▶ _Exercise task 1_: In the passage on nickel-modified tungsten carbide catalysts, why does adding nickel to the WO₃/SiO₂ precursor change the reduction steps?

▶ _Passage provided_:
Fig. 2 X-ray diffractograms of tungsten carbide catalysts with different Ni-loadings. The Ni-loading is indicated as weight% of the WO₃/SiO₂ precursor. Catalysts are prepared in an isothermal reaction at 700 °C. Reference patterns from ICDD database, WC: 00-025-1047,⁴⁷ W₂C: 00-35-0776,⁴⁸ W: 00-001-1203 ⁴⁹ and Ni₁₇W₃: 03-065-4828.⁵⁰

In summary, the addition of nickel to the WO₃/SiO₂ precursor alters the carbide formation in several ways. Nickel activates hydrogen and methane, resulting in altered reduction steps. Methane plays a more dominant role during the reduction. The isothermal reduction is substantially faster, even for the addition of only a small amount of nickel. The carbon insertion is assisted and the composition of the crystalline phases changes towards a higher amount of WC. Nickel itself forms a Ni₁₇W₃-alloy with tungsten. The synthesis of tungsten carbide catalysts is facilitated, forming the carbide more readily.

Catalytic conversion of furfural over Ni-modified tungsten carbide catalysts

The carbide synthesis resulted in tungsten carbide catalysts with Ni-loadings from 0.0 wt% to 9.0 wt%. These catalysts are investigated for the hydrogenation of furfural at 200 °C under 65 bar H₂-pressure. The catalytic activity and the product distribution are the focus of this work. Both aspects are heavily influenced by the solvent and the Ni-loading, which are at the center of the next subsections.

▶ _Exercise task 2_: Write out the lines of the records starting at the one containing "Return the polygon of every instance of the windshield" and ending at the one containing "446 353 L 721", with both of those lines included.

▶ _Raw records_:
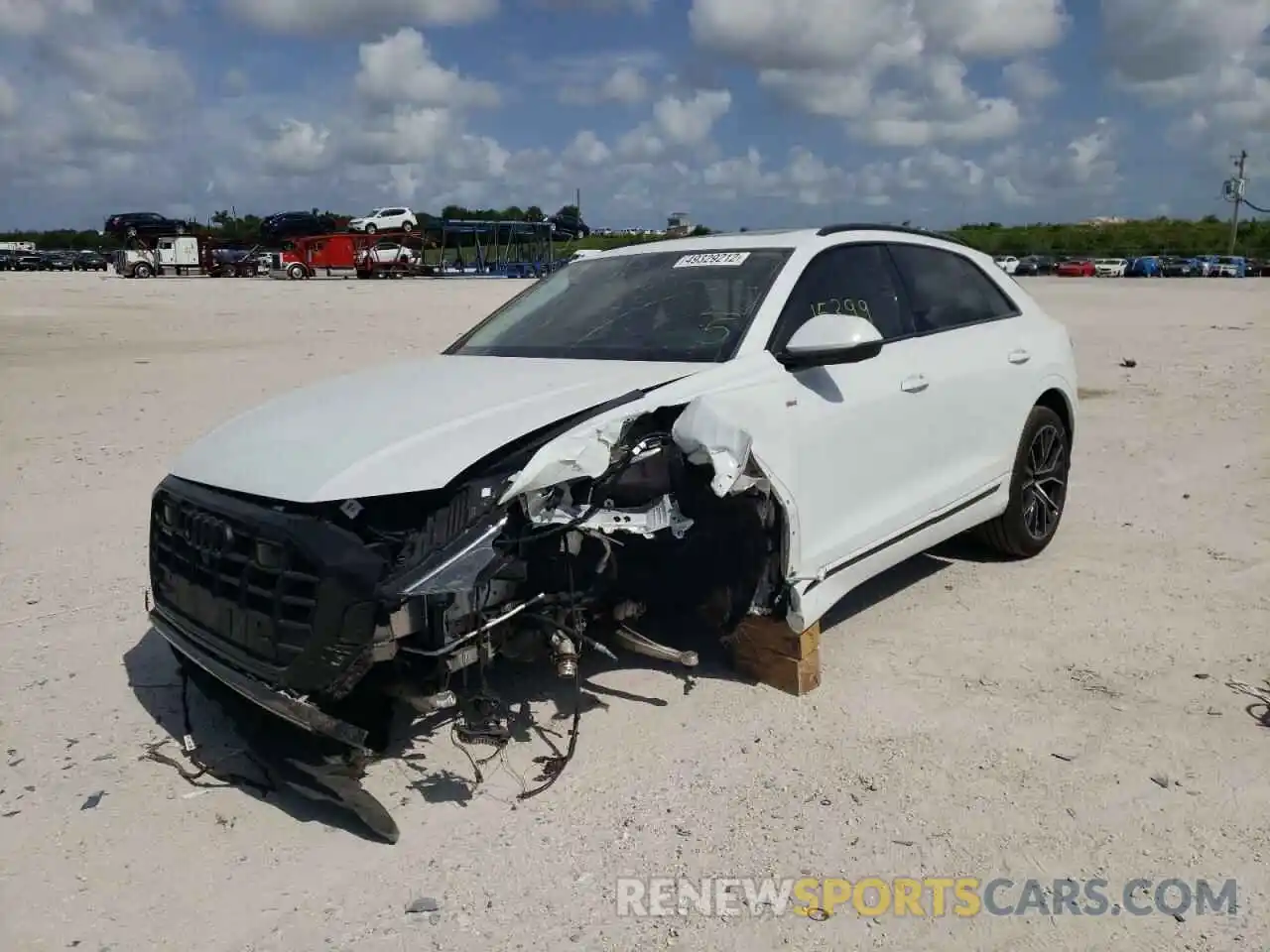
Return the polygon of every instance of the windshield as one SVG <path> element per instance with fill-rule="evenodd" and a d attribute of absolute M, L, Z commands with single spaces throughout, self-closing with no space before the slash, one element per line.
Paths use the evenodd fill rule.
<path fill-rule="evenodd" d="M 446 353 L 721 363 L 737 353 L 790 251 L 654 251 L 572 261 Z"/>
* * *
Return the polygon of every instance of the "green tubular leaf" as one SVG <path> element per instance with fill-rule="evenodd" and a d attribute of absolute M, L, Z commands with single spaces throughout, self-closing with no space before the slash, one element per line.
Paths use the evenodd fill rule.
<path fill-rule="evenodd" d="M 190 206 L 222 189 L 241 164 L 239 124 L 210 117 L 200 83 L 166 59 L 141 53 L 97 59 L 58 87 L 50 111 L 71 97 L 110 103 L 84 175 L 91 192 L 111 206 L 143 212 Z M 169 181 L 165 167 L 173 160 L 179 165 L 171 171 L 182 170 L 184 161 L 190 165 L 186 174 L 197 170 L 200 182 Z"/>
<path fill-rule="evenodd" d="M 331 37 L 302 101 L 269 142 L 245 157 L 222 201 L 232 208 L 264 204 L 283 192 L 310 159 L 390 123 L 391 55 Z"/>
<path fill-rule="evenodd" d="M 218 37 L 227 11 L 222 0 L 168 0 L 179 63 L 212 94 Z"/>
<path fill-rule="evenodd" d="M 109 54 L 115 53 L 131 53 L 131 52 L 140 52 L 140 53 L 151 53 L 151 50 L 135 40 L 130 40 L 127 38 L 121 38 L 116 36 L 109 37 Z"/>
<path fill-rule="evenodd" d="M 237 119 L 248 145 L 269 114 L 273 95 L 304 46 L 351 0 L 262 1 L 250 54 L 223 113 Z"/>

▶ _Complete answer 1_: Nickel activates hydrogen and methane, and that activation alters the reduction steps.

▶ _Complete answer 2_:
Return the polygon of every instance of the windshield as one SVG <path> element per instance with fill-rule="evenodd" and a d attribute of absolute M, L, Z commands with single spaces throughout, self-closing with no space before the slash, one element per line.
Paths use the evenodd fill rule.
<path fill-rule="evenodd" d="M 446 353 L 721 363 L 737 353 L 790 251 L 654 251 L 572 261 Z"/>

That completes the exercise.